When the US placed Mnangagwa, his wife, and nine others on targeted sanctions, they (Americans) cited issues of human rights abuses, corruption, and election fraud. 

Were the Americans lying?

I will not go into acts of corruption, especially involving our mineral resources, which I have heard through the grapevine as they lack incontrovertible  evidence.

It does not matter that some of these accusations have been made by people closely associated with the highest office in the land who would be expected to be privy to  the goings-on in the corridors of power.

For some of us who live in the city of Kwekwe, stories of gold mafias are awash, which involve some of the most powerful individuals in the country.

This has been the driving force behind most violent clashes in the minerals sector as well as the destruction of infrastructure (including schools and houses) due to illegal mining all over the Midlands province.

However, I would rather base my arguments on the self-confessions of those, such as Ambassador-at-large Uebert Angel and his sidekick Rikki Doolan.

Did they not speak, although unaware, in front of cameras for an Al Jazeera investigative documentary aptly named ‘Gold Mafia’ – where they openly implicated Mnangagwa, Auxillia, and Henrietta Rushwaya (Zimbabwe Miners Federation president) in gold smuggling and money laundering?

Did we not listen to him on television ostensibly talking with both Auxillia and Rushwaya on the phone supposedly arranging these deals?

In actual fact, the country loses over US$3 billion each year through the smuggling of our minerals, illicit financial transactions, and other corrupt activities.

→ **SET OF TASKS**:
a) According to the commentary on the US sanctions, how much does the country lose each year through mineral smuggling, illicit financial transactions, and other corrupt activities?
b) Proceed with the commentary on the US sanctions, beginning after its last sentence.
The records placed after this point come from a separate source.

→ **GIVEN DATA**:
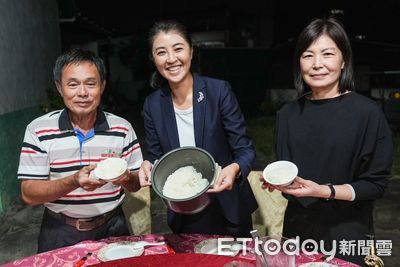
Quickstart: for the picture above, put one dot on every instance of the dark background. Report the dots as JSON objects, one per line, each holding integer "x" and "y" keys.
{"x": 259, "y": 37}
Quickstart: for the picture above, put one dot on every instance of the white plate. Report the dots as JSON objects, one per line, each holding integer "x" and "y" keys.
{"x": 317, "y": 264}
{"x": 110, "y": 168}
{"x": 210, "y": 246}
{"x": 119, "y": 250}
{"x": 280, "y": 173}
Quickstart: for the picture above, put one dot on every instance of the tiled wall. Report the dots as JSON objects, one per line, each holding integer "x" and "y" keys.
{"x": 30, "y": 43}
{"x": 12, "y": 127}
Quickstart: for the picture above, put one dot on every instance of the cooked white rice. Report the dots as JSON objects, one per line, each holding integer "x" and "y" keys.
{"x": 183, "y": 183}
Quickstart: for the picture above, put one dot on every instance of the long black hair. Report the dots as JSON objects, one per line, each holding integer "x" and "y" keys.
{"x": 334, "y": 29}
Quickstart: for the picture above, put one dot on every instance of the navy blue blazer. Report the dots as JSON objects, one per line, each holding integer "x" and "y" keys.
{"x": 219, "y": 128}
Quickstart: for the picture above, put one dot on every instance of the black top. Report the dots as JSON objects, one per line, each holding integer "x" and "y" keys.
{"x": 342, "y": 140}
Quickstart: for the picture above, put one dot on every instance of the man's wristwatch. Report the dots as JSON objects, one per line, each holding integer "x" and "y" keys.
{"x": 333, "y": 192}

→ **TASK-BY-TASK ANSWERS**:
a) Over US$3 billion.

b)
In the meantime, ordinary citizens are sinking deeper and deeper into untold poverty and suffering – with nearly half the population living in extreme poverty. 

Our medical institutions lack the most basics, such as essential medications, functional cancer machines, operating theatres, and ambulances.

We have 63 percent of our rural children dropping out of school, whilst the rest learn either in the open or in dilapidated structures while sitting on bricks and without books. 

Their parents are forced to spend the entire day in the scorching sun for handouts of food and agricultural inputs on account of abject poverty. 

When they fall sick, they need to walk for tens of kilometers to the nearest health care facilities, which, in most cases, lack the desired treatment.

Our towns and cities have now been effectively turned into glorified rural areas – with most having gone for years without potable water in our homes.

We are facing daily power cuts due to a government that has never invested in any significant new electricity generation technologies or stations since coming to power in 1980.

The prices of basic goods and services continue to fly out of the reach of the majority – as the government insists on keeping a useless local currency for the benefit of the ruling elite who profit through arbitrage.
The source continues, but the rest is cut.